• **Texte à lire**:
------------------------------------------------------------------------
Résumé des principaux arguments

 

[22]         Gaz Métro a présenté de nombreux arguments au soutien de ses prétentions, dont ceux mentionnés ci-après.

 

Le sens technique des mots

 

[23]         Les termes « biogaz » et « gaz de synthèse » sont des termes techniques et le sens technique, notamment celui employé par l’industrie, doit prévaloir sur le « langage courant ». En ce qui a trait à la signification technique de ces termes, Gaz Métro réfère à la preuve qu’il a produite au dossier.

 

La règle des mots associés

 

[24]         La règle d’interprétation des mots associés (noscitur a sociis) devrait être appliquée par la Régie pour cerner l’intention du législateur. À cet égard, Gaz Métro cite les extraits suivants :

 

« Le sens d’un terme peut être révélé par son association à d’autres termes : il est connu par ceux auquel il est associé (noscitur a sociis) »[10].

 

« Souvent, les mots ont le sens restreint de leur dénominateur commun général »[11].

 

[25]         Dans le présent cas, le sens du mot biogaz peut être révélé en recherchant les caractéristiques communes (ou le dénominateur commun) qu’il partage avec les « gaz de synthèse », auquel il est associé. Ces caractéristiques communes sont, selon le sens technique mis en preuve au dossier, les suivantes :

 

           ils ont une valeur calorifique (indice de Wobbe) largement inférieure à celle du gaz naturel;

           leur commercialisation requiert des conduites dédiées et des équipements de combustion adaptés;

           ils peuvent difficilement être distribués par l’intermédiaire d’un réseau de distribution de gaz naturel.

 

[26]         Gaz Métro, appliquant la règle d’interprétation des mots associés, soumet que ce sont ces caractéristiques communes qui ont amené le législateur à amender l’article 2 de la Loi en 2006, afin d’y introduire les exceptions - biogaz et gaz de synthèse - à la définition de gaz naturel.

 

[27]         Le Distributeur précise que le Gaz produit par la Ville ne présente aucune des caractéristiques communes au biogaz et au gaz de synthèse et qu’il n’est ainsi pas visé par ces exceptions.

 

[28]         Gaz Métro prétend que l’intention du législateur, lors de l’introduction des modifications à la Loi, était de déréglementer la distribution de mélanges gazeux (le biogaz et les gaz de synthèse) dont la composition chimique était telle que ces gaz ne pouvaient être facilement valorisés par le réseau de distribution de Gaz Métro, puisque nécessitant des conduites dédiées et des équipements de combustion adaptés. Or, le Gaz produit par la Ville serait parfaitement compatible avec le gaz présent dans le réseau du Distributeur.
------------------------------------------------------------------------
• **Données fournies**:
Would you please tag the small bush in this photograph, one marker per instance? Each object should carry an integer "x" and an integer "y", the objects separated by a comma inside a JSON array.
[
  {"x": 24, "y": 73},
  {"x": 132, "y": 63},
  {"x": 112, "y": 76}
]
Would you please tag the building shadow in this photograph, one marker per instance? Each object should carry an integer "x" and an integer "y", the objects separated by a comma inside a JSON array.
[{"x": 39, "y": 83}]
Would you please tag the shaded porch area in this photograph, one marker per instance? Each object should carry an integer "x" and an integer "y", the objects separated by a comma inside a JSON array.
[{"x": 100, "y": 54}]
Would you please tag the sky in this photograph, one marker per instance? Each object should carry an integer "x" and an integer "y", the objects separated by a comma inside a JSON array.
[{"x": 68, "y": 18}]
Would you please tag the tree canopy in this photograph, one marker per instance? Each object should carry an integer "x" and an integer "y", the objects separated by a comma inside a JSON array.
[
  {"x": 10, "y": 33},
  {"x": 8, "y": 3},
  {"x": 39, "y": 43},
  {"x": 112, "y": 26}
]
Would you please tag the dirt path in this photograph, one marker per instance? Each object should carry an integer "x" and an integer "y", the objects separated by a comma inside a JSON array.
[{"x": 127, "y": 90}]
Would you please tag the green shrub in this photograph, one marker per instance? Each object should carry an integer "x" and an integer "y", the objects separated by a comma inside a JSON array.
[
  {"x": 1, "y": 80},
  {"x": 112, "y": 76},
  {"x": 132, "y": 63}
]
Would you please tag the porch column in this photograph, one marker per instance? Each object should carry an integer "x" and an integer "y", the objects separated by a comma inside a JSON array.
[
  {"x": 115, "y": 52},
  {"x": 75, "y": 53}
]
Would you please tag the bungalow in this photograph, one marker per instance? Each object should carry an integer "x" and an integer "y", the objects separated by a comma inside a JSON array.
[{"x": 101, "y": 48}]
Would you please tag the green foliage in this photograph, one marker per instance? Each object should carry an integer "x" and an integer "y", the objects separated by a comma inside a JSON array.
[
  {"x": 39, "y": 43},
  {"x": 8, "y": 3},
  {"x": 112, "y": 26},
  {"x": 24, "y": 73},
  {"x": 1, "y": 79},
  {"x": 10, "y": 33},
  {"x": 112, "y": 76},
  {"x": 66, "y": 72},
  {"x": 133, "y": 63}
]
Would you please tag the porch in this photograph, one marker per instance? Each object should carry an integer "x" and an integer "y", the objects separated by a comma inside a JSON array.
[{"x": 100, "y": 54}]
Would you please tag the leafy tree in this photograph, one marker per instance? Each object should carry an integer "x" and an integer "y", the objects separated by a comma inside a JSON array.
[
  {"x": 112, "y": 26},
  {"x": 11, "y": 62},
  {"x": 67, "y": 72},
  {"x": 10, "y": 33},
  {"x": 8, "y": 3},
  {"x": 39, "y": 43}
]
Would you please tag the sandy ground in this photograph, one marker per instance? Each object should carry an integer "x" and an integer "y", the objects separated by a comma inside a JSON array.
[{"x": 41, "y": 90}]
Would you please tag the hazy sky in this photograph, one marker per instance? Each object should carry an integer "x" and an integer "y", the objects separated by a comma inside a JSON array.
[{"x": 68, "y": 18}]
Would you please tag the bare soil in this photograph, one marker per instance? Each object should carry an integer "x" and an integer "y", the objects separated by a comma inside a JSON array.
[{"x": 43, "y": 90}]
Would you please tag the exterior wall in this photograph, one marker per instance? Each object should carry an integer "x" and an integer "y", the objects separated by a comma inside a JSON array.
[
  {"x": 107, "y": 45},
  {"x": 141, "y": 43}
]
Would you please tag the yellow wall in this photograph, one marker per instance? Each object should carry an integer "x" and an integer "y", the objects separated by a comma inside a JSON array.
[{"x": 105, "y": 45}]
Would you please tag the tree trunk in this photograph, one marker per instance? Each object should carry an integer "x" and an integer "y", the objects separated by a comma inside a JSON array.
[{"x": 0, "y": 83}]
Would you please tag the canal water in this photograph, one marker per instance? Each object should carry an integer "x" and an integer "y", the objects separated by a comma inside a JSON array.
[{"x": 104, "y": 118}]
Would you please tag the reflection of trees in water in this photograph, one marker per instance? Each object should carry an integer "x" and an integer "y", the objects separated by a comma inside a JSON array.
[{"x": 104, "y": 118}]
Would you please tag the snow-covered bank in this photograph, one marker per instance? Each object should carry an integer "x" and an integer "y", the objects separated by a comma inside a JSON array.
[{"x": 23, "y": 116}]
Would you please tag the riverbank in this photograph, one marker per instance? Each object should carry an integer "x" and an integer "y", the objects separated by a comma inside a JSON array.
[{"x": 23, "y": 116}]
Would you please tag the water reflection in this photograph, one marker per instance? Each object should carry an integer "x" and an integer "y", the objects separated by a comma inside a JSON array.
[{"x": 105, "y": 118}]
------------------------------------------------------------------------
• **Exercices à faire**:
**A)** D'après le texte sur le biogaz, en quelle année le législateur a-t-il amendé l'article 2 de la Loi ?
**B)** Rédigez la suite du texte sur le biogaz en partant de sa dernière phrase.
La liste n'a aucun rôle à jouer ici.

• **Corrigé**:
**A)** En 2006.

**B)**
Le type de gaz produit n’était pas une réalité de l’industrie en 2006

 

[29]         La preuve démontre qu’il n’existait pas, au Québec, en 2006, de produit similaire au Gaz produit par la Ville, au moment de l’entrée en vigueur de la modification législative apportée à l’article 2 de la Loi. Il est donc peu probable, selon Gaz Métro, que le législateur ait voulu exclure de la juridiction de la Régie un type de gaz parfaitement compatible au gaz naturel qui ne faisait pas partie de la réalité technologique et industrielle québécoise à cette époque.

 

Interprétation large et libérale de la règle – Préséance de la règle sur les exceptions

 

[30]         Selon les règles d’interprétation législative, la règle (par opposition à une exception) doit recevoir une interprétation large et libérale. Dans le cas présent, la règle prévue à l’article 2 de la Loi est à l’effet que du méthane à l’état gazeux ou liquide constitue du gaz naturel. En cas de doute ou d’ambiguïté quant à savoir si le gaz visé par la Demande est du gaz naturel, Gaz Métro est d’avis que la Loi doit être interprétée de manière à ce que ce soit la règle qui trouve application plutôt que les exceptions.

Les débats parlementaires

 

[31]         La volonté des élus identifiée par la Régie dans sa décision D‑2013‑041 serait également respectée si la Régie retenait l’interprétation suggérée par le Distributeur. Gaz Métro s’exprime comme suit sur ce point :

 

« En effet, la Régie peut conclure que la volonté du législateur était de réduire les effets indésirables associés aux émissions des biogaz et que cela requérait la déréglementation de la distribution d’un tel gaz puisque cette lutte contre les effets indésirables ne pouvait en 2006 (comme en 2014) être menée grâce à l’injection du biogaz dans les réseaux de distribution de gaz naturel, et ce, en raison de son incompatibilité avec le gaz naturel circulant dans ces réseaux;

 

Considérant une telle incompatibilité du biogaz avec son réseau de distribution de gaz naturel, il est donc manifeste que « Gaz Métro ne valoriserait pas les gaz (dont le méthane) en provenance des sites d’enfouissement » »[12].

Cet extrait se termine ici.